**PAGE EXCERPT:**
★ ★ ★ ★ ★ ★ ★

# Canon or Nikon or Panasonic or Olympus



## Anynamehere (May 23, 2017)

Hello! Choosing new camera, have chosen the ones that suits me the most from different brands, but don't know how to compare different brands between each other, so ask for you kind help

Canon EOS M10 15-45mm IS STM Kit
Nikon 1 J5 10-30mm VR PD-Zoom Kit
Panasonic Lumix DMC-GF7 G Vario 14-42mm Kit
Olympus PEN E-PL7 14-42mm Pancake Zoom Kit
Taking photos mostly during travellings, so sometimes need to take quick shot, sometimes inside with not so good light. IN Canon also was looking at Canon EOS M3 15-45 IS STM, but not sure that the difference in matrix and better focusing comparing to M10 worse difference in the price..
Thanks in advance for any advise!


----------



## beagle100 (May 24, 2017)

Anynamehere said:


> Hello! Choosing new camera, have chosen the ones that suits me the most from different brands, but don't know how to compare different brands between each other, so ask for you kind help
> 
> Canon EOS M10 15-45mm IS STM Kit
> Nikon 1 J5 10-30mm VR PD-Zoom Kit
> ...



Go to a store and try them out.  They all have different features with different prices and different selection of lens. Stores like Best Buy allow a 15 day return policy.   I would pick Canon (perhaps a later model) but primarily because I can use my older Canon lens. 
*www.flickr.com/photos/mmirrorless*


----------



## fmw (May 26, 2017)

None of the above.  Fujifilm.  Alternative options would be Sony and Olympus.  If I had to choose one yours I guess I would go with Panasonic.


----------

★ ★ ★ ★ ★ ★ ★

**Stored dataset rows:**

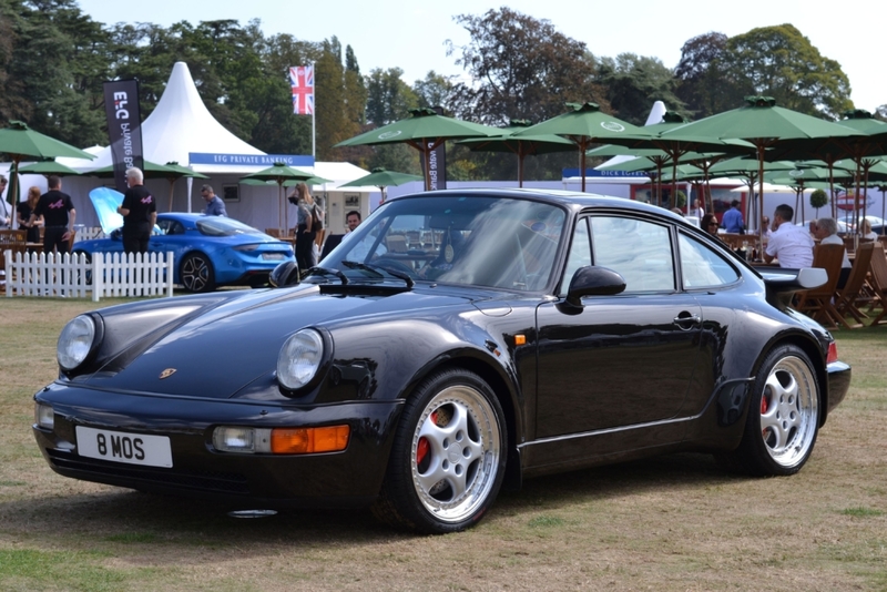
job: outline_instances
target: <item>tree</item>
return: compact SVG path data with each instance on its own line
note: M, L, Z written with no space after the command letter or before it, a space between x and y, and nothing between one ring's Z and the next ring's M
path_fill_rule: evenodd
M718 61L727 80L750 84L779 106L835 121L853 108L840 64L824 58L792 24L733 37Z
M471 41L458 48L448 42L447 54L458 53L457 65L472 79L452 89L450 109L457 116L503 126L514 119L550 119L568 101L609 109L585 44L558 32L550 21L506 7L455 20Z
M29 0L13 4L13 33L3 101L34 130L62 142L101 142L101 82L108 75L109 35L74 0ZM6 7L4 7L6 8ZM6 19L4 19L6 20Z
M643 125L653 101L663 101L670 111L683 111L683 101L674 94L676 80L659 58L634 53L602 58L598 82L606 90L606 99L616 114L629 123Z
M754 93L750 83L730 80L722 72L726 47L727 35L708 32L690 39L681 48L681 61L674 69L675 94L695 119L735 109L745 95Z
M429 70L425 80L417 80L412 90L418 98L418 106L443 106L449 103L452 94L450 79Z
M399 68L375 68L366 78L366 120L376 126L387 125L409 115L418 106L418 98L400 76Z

★ ★ ★ ★ ★ ★ ★

**WHAT TO PRODUCE:** In the camera forum thread, how long a return policy does beagle100 say stores like Best Buy allow?

**WORKED ANSWER:** 15 days